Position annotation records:
<<<<
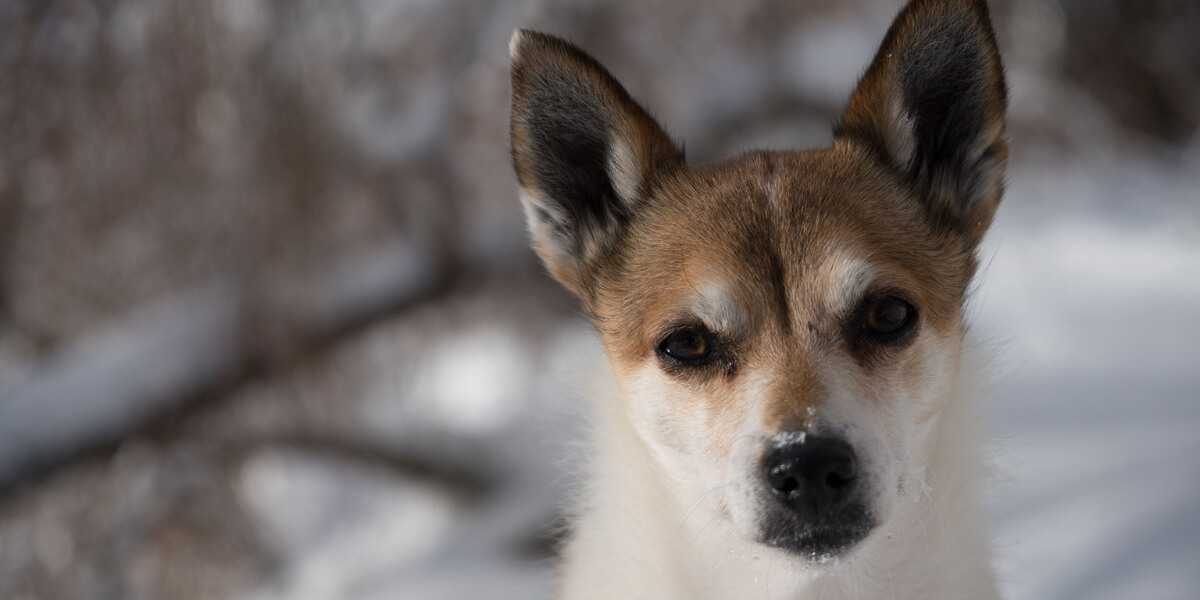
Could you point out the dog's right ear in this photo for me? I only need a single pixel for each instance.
(585, 155)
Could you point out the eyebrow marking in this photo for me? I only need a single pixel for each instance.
(847, 281)
(778, 281)
(718, 309)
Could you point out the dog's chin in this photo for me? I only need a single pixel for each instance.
(820, 541)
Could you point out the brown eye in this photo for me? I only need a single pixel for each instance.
(688, 346)
(888, 317)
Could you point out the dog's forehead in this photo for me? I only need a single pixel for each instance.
(786, 239)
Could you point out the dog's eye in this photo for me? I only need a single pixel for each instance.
(888, 317)
(688, 345)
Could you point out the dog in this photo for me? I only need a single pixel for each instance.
(790, 413)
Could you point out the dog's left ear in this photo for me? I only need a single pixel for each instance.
(933, 105)
(586, 155)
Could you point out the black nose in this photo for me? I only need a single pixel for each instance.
(813, 475)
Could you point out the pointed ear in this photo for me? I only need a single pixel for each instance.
(585, 154)
(933, 105)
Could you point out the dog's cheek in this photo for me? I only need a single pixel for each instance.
(660, 412)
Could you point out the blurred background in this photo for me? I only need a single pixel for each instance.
(269, 327)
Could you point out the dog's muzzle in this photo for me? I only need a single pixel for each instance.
(817, 505)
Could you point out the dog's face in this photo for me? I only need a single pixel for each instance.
(783, 325)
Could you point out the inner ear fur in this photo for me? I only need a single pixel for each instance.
(585, 153)
(931, 106)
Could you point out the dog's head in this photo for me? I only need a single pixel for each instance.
(783, 324)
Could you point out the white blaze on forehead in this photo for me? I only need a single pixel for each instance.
(847, 280)
(715, 305)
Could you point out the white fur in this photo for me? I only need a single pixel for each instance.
(647, 527)
(623, 169)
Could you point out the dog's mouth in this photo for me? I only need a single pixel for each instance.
(822, 540)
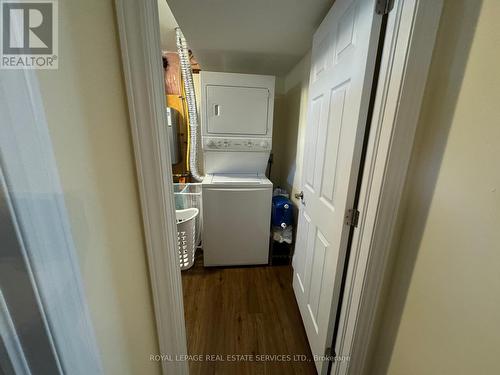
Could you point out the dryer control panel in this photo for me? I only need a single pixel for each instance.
(237, 144)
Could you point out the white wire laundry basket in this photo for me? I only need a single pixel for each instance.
(188, 197)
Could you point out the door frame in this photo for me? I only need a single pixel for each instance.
(409, 41)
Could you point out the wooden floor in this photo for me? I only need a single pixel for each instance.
(240, 315)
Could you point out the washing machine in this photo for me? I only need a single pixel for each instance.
(236, 128)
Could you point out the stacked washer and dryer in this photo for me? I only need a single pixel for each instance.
(236, 129)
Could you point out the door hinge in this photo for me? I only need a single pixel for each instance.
(330, 354)
(352, 217)
(384, 6)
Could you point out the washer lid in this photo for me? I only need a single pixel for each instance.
(238, 179)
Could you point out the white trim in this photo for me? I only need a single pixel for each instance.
(37, 200)
(138, 27)
(411, 32)
(10, 338)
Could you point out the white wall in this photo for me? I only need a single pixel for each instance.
(88, 119)
(443, 310)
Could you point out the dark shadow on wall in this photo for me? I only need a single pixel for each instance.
(451, 52)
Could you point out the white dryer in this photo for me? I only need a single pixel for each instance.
(236, 123)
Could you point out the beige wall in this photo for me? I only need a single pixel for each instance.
(289, 127)
(443, 311)
(87, 114)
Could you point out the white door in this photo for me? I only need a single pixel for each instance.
(343, 60)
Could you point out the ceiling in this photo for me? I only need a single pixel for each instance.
(245, 36)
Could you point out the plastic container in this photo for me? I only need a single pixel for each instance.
(186, 236)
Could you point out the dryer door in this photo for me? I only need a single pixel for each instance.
(236, 110)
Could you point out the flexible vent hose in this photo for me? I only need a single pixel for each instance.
(187, 77)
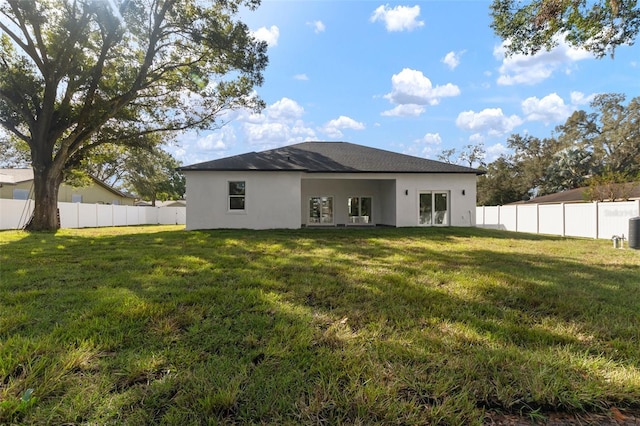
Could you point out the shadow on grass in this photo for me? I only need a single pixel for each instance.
(387, 325)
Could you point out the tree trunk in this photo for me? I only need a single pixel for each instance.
(46, 183)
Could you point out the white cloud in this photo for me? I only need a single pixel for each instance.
(279, 124)
(406, 110)
(333, 128)
(270, 35)
(318, 26)
(399, 18)
(476, 139)
(579, 98)
(452, 59)
(523, 69)
(412, 87)
(284, 109)
(491, 121)
(432, 139)
(493, 152)
(218, 140)
(550, 109)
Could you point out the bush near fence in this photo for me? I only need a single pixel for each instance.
(590, 220)
(14, 214)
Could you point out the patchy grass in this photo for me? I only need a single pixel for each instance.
(399, 326)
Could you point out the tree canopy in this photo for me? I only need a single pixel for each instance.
(597, 148)
(76, 75)
(599, 26)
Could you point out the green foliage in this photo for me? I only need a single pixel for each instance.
(610, 186)
(155, 325)
(502, 184)
(77, 75)
(152, 175)
(599, 26)
(595, 148)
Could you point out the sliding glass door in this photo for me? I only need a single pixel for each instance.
(321, 210)
(434, 208)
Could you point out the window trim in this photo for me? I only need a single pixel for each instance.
(360, 197)
(230, 196)
(333, 211)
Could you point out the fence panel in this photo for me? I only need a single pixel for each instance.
(589, 220)
(581, 220)
(613, 218)
(528, 218)
(14, 214)
(492, 216)
(551, 219)
(104, 215)
(68, 215)
(509, 218)
(87, 215)
(119, 215)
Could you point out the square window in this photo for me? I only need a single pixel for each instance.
(237, 195)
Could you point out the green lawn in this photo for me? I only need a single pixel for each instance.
(157, 325)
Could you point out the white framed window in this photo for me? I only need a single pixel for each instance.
(434, 208)
(321, 210)
(359, 209)
(20, 194)
(237, 196)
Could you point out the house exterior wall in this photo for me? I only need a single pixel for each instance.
(343, 188)
(462, 208)
(281, 199)
(272, 200)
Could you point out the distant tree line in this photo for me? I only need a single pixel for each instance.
(599, 149)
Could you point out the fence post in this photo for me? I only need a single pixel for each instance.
(597, 220)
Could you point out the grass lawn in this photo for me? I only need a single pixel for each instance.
(157, 325)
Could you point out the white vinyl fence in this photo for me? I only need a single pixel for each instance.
(590, 220)
(14, 214)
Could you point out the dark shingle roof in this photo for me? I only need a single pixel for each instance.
(330, 157)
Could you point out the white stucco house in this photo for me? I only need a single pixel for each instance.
(328, 184)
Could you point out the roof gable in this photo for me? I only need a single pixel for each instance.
(330, 157)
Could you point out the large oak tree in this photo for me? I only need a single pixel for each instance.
(599, 26)
(78, 74)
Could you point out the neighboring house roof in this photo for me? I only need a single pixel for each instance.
(329, 157)
(15, 176)
(577, 195)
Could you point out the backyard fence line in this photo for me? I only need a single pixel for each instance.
>>>>
=== What is asked ===
Return every line from the one holding "Could you point out the fence panel" through the end of the data, exactly as it appears, with both ends kept and nothing else.

=== Result for this exercise ===
Could you point out the fence panel in this photo for me? I only need a single pixel for each instance.
(589, 220)
(581, 220)
(613, 218)
(528, 218)
(14, 214)
(492, 216)
(551, 219)
(104, 215)
(68, 215)
(509, 218)
(87, 215)
(119, 215)
Could you point out the square window in this photo for me? I only need a single pixel for each instance.
(237, 195)
Could you point out the green lawn in this photo for me? I only need a single pixel for each instance.
(157, 325)
Could you point out the white framed window in this photo for me? I only need a single pixel for each instance.
(434, 208)
(321, 210)
(359, 209)
(20, 194)
(237, 196)
Could you point out the house exterior wall in this photo for me? I only need a single pixel for each instance.
(343, 188)
(462, 208)
(281, 199)
(272, 200)
Could you point out the distant tree line in this photo for me? I only need a single pixel for each instance.
(599, 149)
Could you point out the fence post in this photo for me? I only need a single pixel for each instance.
(597, 220)
Could you point out the grass lawn in this photo for me? I only need a single pixel for each instance.
(157, 325)
Could you point out the white vinyl fence in this photo for me? I only need a single pixel for each instance.
(590, 220)
(14, 214)
Could you point out the dark shingle roof in this photo for me? I only need a single pixel for each instance.
(330, 157)
Could you point out the white stucco house in this photo for me? I only need a single pixel for each instance.
(328, 184)
Could you point out the roof gable in this photo for me? I only need a single pixel for each instance.
(330, 157)
Could you point out the large oak tree in this photo for me? I only need a single pixel for each instance.
(599, 26)
(78, 74)
Could you point out the neighboring house roof in this photo for me? I only need a single pixel for each instance.
(329, 157)
(15, 176)
(577, 195)
Could you point out the backyard fence line in this photo for me? I only need a single pixel for each instance.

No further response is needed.